## [What needs to be done]
Render the rows from the line with "In this picture, where can the horse's tail" up to and including the line with "point(127, 199)" as a JSON list of strings, one string per line, leaving out blank lines.

[Dataset entries]
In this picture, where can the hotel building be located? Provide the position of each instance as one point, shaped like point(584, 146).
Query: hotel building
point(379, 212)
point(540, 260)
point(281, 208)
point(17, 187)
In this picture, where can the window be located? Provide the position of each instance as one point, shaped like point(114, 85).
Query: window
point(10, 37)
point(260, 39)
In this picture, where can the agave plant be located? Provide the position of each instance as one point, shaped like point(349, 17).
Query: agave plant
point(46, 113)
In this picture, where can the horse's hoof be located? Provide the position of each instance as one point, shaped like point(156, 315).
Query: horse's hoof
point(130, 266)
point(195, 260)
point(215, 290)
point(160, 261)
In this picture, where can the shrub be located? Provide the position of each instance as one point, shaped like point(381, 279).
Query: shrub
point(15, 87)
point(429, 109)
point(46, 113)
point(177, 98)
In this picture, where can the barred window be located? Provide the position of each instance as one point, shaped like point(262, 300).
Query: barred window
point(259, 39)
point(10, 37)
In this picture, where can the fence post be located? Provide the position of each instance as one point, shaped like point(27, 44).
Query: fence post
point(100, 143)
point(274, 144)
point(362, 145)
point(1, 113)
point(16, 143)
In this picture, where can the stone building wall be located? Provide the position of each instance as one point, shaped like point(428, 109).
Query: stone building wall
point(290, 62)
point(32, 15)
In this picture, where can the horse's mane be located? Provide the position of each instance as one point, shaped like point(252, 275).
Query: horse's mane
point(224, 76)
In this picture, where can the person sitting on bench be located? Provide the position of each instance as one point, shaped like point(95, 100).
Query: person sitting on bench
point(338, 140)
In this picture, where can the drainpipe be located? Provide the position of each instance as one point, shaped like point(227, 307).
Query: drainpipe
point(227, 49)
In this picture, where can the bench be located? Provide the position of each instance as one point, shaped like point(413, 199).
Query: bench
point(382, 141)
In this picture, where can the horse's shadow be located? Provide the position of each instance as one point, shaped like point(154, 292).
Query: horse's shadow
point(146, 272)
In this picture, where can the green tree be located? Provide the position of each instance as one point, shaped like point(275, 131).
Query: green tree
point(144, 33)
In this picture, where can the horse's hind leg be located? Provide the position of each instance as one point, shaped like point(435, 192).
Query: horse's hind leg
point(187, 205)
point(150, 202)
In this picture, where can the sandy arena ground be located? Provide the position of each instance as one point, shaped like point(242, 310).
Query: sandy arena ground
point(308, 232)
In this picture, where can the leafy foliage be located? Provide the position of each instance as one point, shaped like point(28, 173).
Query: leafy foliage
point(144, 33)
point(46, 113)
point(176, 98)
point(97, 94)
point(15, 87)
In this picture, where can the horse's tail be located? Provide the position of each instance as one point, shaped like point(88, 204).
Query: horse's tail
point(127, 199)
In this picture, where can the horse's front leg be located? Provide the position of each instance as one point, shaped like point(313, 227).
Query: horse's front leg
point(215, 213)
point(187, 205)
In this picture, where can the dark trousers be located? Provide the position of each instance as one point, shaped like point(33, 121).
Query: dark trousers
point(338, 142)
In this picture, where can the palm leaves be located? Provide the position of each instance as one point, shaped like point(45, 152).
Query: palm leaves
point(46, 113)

## [Solution to the problem]
[
  "In this picture, where can the horse's tail be located? Provide the position of each instance as one point, shaped like point(88, 204).",
  "Query: horse's tail",
  "point(127, 199)"
]